PROBLEM TO SOLVE
Copy the material from the line with "find light colored" through the end of the material, requests included, and scale every point coordinate in the answers by 0.7, rounding to whole numbers with halves going up, while the requests and their sample outputs stay unchanged. Give only those lines and omit the pictures.

═══ DATASET

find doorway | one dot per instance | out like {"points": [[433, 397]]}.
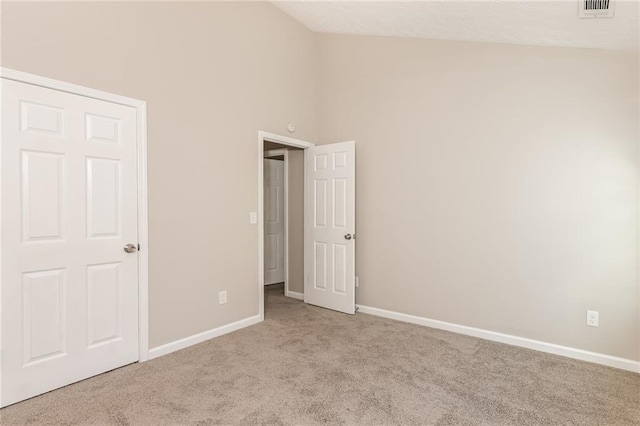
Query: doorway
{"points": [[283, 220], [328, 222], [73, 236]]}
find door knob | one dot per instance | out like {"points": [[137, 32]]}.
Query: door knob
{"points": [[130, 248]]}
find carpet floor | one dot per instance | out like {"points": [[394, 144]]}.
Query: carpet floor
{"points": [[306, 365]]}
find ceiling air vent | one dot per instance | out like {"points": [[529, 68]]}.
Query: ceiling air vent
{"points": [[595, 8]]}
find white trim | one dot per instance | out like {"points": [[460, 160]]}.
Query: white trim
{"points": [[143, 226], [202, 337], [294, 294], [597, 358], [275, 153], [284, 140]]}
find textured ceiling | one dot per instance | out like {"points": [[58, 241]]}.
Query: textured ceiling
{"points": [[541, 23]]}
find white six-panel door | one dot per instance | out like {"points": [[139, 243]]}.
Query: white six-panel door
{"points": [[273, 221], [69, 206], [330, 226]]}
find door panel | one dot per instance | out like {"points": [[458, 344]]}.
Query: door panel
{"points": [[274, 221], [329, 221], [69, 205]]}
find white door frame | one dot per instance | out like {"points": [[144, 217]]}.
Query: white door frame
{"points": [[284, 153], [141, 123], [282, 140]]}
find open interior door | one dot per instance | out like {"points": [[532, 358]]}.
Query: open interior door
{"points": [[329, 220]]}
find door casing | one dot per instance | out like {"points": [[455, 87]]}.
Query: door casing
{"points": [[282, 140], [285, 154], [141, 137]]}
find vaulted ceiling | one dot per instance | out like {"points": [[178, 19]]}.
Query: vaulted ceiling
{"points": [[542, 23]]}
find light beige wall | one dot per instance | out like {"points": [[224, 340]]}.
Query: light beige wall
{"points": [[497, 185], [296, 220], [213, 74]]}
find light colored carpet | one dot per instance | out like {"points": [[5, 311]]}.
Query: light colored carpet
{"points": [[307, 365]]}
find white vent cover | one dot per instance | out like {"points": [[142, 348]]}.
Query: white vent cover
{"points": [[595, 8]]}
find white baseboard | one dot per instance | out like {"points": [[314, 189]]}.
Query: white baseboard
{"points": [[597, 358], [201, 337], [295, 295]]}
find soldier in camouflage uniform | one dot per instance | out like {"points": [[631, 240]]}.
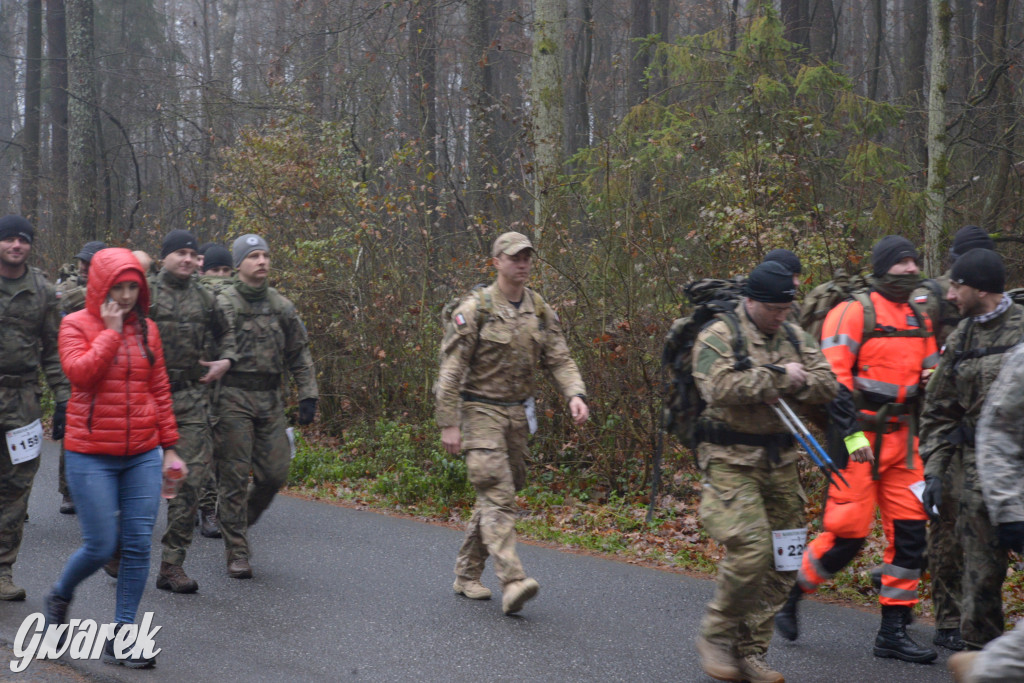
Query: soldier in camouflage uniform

══════

FINAL RESULT
find light colored carpet | one dot per instance | out like {"points": [[5, 311]]}.
Query: light colored carpet
{"points": [[215, 256]]}
find white vent cover | one dot per instance | out like {"points": [[142, 348]]}.
Query: white vent cover
{"points": [[417, 6]]}
find white baseboard | one dot per instance | out like {"points": [[314, 189]]}.
Query: white baseboard
{"points": [[418, 251], [141, 236], [207, 207]]}
find soldier in camouflage uniform | one dot per instance | out like {"points": [[631, 240]]}.
Query: soldier in camouflage uniform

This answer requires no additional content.